--- Source material ---
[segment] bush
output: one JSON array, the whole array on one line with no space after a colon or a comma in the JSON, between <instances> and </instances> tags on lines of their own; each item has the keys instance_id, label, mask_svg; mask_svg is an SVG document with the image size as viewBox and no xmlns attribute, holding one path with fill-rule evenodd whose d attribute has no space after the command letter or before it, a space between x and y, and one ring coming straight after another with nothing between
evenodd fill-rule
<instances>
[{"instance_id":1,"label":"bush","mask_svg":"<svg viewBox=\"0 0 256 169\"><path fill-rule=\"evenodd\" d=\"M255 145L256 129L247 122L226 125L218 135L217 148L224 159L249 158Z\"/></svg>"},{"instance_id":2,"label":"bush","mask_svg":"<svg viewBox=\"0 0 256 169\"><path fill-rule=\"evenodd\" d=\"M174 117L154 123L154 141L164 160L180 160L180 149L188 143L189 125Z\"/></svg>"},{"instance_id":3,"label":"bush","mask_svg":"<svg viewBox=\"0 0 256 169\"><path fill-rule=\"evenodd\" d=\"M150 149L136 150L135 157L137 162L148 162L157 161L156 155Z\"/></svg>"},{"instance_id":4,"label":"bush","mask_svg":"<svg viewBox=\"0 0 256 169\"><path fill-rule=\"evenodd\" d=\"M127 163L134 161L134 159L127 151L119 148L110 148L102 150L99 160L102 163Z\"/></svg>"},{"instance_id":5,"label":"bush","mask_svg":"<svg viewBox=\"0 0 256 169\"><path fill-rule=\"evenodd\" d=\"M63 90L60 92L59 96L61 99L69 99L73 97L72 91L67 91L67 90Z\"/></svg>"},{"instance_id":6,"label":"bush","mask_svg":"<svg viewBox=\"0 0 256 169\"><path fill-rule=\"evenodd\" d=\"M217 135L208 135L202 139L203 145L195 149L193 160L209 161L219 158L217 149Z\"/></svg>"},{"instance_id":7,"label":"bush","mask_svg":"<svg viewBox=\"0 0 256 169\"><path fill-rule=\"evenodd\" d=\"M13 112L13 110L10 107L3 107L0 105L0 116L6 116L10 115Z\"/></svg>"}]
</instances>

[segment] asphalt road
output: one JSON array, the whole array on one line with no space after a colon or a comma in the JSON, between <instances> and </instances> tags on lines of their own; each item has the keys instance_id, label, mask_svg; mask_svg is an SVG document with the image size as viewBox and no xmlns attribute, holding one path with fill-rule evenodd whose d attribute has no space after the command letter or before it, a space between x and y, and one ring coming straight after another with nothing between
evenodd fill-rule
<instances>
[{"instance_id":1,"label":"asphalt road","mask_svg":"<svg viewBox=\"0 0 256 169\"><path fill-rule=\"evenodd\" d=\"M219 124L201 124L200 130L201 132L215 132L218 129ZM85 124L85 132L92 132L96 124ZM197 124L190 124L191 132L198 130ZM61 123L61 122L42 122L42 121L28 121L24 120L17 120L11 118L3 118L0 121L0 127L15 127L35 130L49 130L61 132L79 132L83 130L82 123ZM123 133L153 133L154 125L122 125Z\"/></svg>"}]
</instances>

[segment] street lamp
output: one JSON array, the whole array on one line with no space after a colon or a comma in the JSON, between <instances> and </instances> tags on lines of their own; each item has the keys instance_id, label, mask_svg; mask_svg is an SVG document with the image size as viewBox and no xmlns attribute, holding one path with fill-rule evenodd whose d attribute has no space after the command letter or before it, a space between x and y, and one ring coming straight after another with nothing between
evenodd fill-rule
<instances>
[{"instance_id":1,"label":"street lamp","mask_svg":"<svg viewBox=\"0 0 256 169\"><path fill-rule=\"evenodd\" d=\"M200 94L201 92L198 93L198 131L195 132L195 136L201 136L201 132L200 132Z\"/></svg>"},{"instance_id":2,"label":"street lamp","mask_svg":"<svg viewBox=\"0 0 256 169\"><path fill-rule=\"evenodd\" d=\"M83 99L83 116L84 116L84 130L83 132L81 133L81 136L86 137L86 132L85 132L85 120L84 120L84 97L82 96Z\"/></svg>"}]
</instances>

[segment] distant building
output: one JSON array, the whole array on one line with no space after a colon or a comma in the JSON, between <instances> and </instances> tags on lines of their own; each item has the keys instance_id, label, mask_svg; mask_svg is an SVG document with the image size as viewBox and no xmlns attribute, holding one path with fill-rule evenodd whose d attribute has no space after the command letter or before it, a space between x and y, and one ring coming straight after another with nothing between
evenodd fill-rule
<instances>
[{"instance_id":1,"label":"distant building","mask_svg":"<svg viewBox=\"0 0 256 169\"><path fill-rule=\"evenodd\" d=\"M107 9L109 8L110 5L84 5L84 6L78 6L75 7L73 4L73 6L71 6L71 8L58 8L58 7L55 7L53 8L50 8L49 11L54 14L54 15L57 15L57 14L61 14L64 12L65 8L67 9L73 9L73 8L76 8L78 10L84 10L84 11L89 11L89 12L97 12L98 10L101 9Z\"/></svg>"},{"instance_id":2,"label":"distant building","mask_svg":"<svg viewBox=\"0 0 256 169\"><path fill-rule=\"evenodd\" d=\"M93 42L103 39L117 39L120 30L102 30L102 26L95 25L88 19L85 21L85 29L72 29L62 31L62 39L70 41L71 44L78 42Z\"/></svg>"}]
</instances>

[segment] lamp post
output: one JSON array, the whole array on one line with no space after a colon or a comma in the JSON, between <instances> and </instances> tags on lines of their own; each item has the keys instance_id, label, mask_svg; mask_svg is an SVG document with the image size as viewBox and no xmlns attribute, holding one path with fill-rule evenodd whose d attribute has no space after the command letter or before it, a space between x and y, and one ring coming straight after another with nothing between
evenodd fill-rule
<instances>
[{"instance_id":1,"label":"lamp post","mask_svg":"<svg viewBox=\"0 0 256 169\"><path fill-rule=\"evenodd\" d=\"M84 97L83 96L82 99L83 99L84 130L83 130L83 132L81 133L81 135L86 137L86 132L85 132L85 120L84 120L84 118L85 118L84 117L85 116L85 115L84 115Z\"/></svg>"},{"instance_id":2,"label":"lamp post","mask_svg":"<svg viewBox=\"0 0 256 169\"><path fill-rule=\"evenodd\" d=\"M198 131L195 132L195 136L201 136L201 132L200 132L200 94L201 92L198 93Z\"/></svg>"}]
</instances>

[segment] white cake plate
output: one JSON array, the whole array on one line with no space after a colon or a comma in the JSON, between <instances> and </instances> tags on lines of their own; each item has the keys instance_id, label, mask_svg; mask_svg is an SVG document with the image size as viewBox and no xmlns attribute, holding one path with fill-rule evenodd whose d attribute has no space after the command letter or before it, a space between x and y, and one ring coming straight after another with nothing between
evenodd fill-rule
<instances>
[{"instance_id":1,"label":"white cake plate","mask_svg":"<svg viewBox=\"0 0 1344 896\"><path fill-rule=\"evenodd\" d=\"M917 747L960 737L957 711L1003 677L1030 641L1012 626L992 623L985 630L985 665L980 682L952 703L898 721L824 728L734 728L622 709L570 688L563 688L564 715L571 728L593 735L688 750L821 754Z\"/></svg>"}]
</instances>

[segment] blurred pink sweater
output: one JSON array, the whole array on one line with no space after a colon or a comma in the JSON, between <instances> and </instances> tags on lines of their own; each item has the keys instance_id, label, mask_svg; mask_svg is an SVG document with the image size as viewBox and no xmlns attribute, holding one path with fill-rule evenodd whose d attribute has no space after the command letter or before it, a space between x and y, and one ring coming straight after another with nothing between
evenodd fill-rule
---
> _Stated exercise_:
Can you reproduce all of the data above line for line, changing nothing?

> _Solution for this exercise_:
[segment] bush
output: one JSON array, the whole array on one line with no space after a colon or a comma in the JSON, between <instances> and </instances> tags on lines of their own; each item has the keys instance_id, label, mask_svg; mask_svg is an SVG document with the image size as viewBox and no xmlns attribute, holding one path with fill-rule evenodd whose d attribute has no space after the command letter or before it, a space between x and y, and one ring coming straight after another with nothing between
evenodd fill-rule
<instances>
[{"instance_id":1,"label":"bush","mask_svg":"<svg viewBox=\"0 0 256 169\"><path fill-rule=\"evenodd\" d=\"M255 145L256 129L247 122L226 125L218 135L217 148L224 159L249 158Z\"/></svg>"},{"instance_id":2,"label":"bush","mask_svg":"<svg viewBox=\"0 0 256 169\"><path fill-rule=\"evenodd\" d=\"M174 117L154 123L154 141L164 160L180 160L180 149L188 143L189 125Z\"/></svg>"},{"instance_id":3,"label":"bush","mask_svg":"<svg viewBox=\"0 0 256 169\"><path fill-rule=\"evenodd\" d=\"M150 149L136 150L135 157L137 162L148 162L157 161L156 155Z\"/></svg>"},{"instance_id":4,"label":"bush","mask_svg":"<svg viewBox=\"0 0 256 169\"><path fill-rule=\"evenodd\" d=\"M127 163L134 161L134 159L127 151L119 148L110 148L102 150L99 160L102 163Z\"/></svg>"},{"instance_id":5,"label":"bush","mask_svg":"<svg viewBox=\"0 0 256 169\"><path fill-rule=\"evenodd\" d=\"M63 90L60 92L59 96L61 99L69 99L73 97L72 91L67 91L67 90Z\"/></svg>"},{"instance_id":6,"label":"bush","mask_svg":"<svg viewBox=\"0 0 256 169\"><path fill-rule=\"evenodd\" d=\"M217 135L208 135L202 139L203 145L195 149L193 160L209 161L219 158L217 149Z\"/></svg>"},{"instance_id":7,"label":"bush","mask_svg":"<svg viewBox=\"0 0 256 169\"><path fill-rule=\"evenodd\" d=\"M13 112L13 110L10 107L3 107L0 105L0 116L6 116L10 115Z\"/></svg>"}]
</instances>

[segment] asphalt road
output: one JSON array, the whole array on one line with no space after a colon or a comma in the JSON, between <instances> and </instances> tags on lines of their own; each item has the keys instance_id, label, mask_svg; mask_svg is an SVG document with the image size as viewBox and no xmlns attribute, holding one path with fill-rule evenodd whose d attribute has no space after the command letter or before it, a space between x and y, and one ring coming straight after another with nothing between
evenodd fill-rule
<instances>
[{"instance_id":1,"label":"asphalt road","mask_svg":"<svg viewBox=\"0 0 256 169\"><path fill-rule=\"evenodd\" d=\"M219 124L201 124L200 130L201 132L215 132L218 129ZM85 124L85 132L92 132L96 124ZM197 124L190 124L191 132L198 130ZM61 123L61 122L42 122L42 121L28 121L24 120L17 120L11 118L3 118L0 121L0 127L15 127L35 130L49 130L61 132L79 132L83 130L82 123ZM123 133L153 133L154 125L122 125Z\"/></svg>"}]
</instances>

[segment] street lamp
output: one JSON array, the whole array on one line with no space after a colon or a comma in the JSON, between <instances> and </instances> tags on lines of their own; each item has the keys instance_id, label, mask_svg; mask_svg is an SVG document with the image size as viewBox and no xmlns attribute, holding one path with fill-rule evenodd whose d attribute has no space after the command letter or before it, a space between x and y, and one ring coming straight after another with nothing between
evenodd fill-rule
<instances>
[{"instance_id":1,"label":"street lamp","mask_svg":"<svg viewBox=\"0 0 256 169\"><path fill-rule=\"evenodd\" d=\"M200 94L201 92L198 93L198 131L195 132L195 136L201 136L201 132L200 132Z\"/></svg>"},{"instance_id":2,"label":"street lamp","mask_svg":"<svg viewBox=\"0 0 256 169\"><path fill-rule=\"evenodd\" d=\"M83 99L83 116L84 116L84 130L83 132L81 133L81 136L86 137L86 132L85 132L85 120L84 120L84 97L82 96Z\"/></svg>"}]
</instances>

[segment] distant building
output: one JSON array, the whole array on one line with no space after a colon or a comma in the JSON, between <instances> and </instances> tags on lines of their own; each item has the keys instance_id, label, mask_svg; mask_svg is an SVG document with the image size as viewBox and no xmlns attribute, holding one path with fill-rule evenodd whose d attribute has no space after the command letter or before it, a space between x and y, and one ring coming straight after another with nothing between
evenodd fill-rule
<instances>
[{"instance_id":1,"label":"distant building","mask_svg":"<svg viewBox=\"0 0 256 169\"><path fill-rule=\"evenodd\" d=\"M107 9L109 8L110 5L84 5L84 6L78 6L75 7L73 4L73 6L71 6L71 8L58 8L58 7L55 7L53 8L50 8L49 11L54 14L54 15L57 15L57 14L61 14L64 12L65 8L67 9L73 9L73 8L76 8L78 10L84 10L84 11L89 11L89 12L97 12L98 10L101 9Z\"/></svg>"},{"instance_id":2,"label":"distant building","mask_svg":"<svg viewBox=\"0 0 256 169\"><path fill-rule=\"evenodd\" d=\"M93 42L103 39L117 39L120 30L102 30L102 26L95 25L88 19L85 21L85 29L72 29L62 31L62 39L70 41L71 44L78 42Z\"/></svg>"}]
</instances>

[segment] lamp post
output: one JSON array, the whole array on one line with no space after a colon or a comma in the JSON, between <instances> and </instances> tags on lines of their own; each item has the keys instance_id, label, mask_svg; mask_svg is an SVG document with the image size as viewBox and no xmlns attribute, holding one path with fill-rule evenodd whose d attribute has no space after the command letter or before it, a space between x and y, and one ring coming straight after another with nothing between
evenodd fill-rule
<instances>
[{"instance_id":1,"label":"lamp post","mask_svg":"<svg viewBox=\"0 0 256 169\"><path fill-rule=\"evenodd\" d=\"M84 97L83 96L82 99L83 99L84 130L83 130L83 132L81 133L81 135L86 137L86 132L85 132L85 120L84 120L84 118L85 118L84 117L85 116L85 115L84 115Z\"/></svg>"},{"instance_id":2,"label":"lamp post","mask_svg":"<svg viewBox=\"0 0 256 169\"><path fill-rule=\"evenodd\" d=\"M198 131L195 132L195 136L201 136L201 132L200 132L200 94L201 92L198 93Z\"/></svg>"}]
</instances>

[segment] white cake plate
output: one JSON array, the whole array on one line with no space after a colon or a comma in the JSON, between <instances> and </instances> tags on lines of their own; each item has the keys instance_id, label, mask_svg; mask_svg is an SVG document with the image size as viewBox and no xmlns attribute, holding one path with fill-rule evenodd whose d attribute has no space after the command letter or before it, a space between x and y, and one ring coming straight after another with nothing between
evenodd fill-rule
<instances>
[{"instance_id":1,"label":"white cake plate","mask_svg":"<svg viewBox=\"0 0 1344 896\"><path fill-rule=\"evenodd\" d=\"M917 747L960 737L957 711L1003 677L1030 641L1012 626L992 623L985 630L985 665L980 682L952 703L898 721L824 728L734 728L622 709L570 688L563 688L564 715L571 728L593 735L688 750L821 754Z\"/></svg>"}]
</instances>

[segment] blurred pink sweater
output: one JSON array, the whole array on one line with no space after a colon or a comma in the JSON, between <instances> and </instances> tags on lines of their own; each item has the keys instance_id, label, mask_svg; mask_svg is an SVG document with the image size as viewBox and no xmlns attribute, holding one path with fill-rule evenodd whose d attribute has no space after the command letter or before it, a space between x and y, and one ring coming straight after another with nothing between
evenodd fill-rule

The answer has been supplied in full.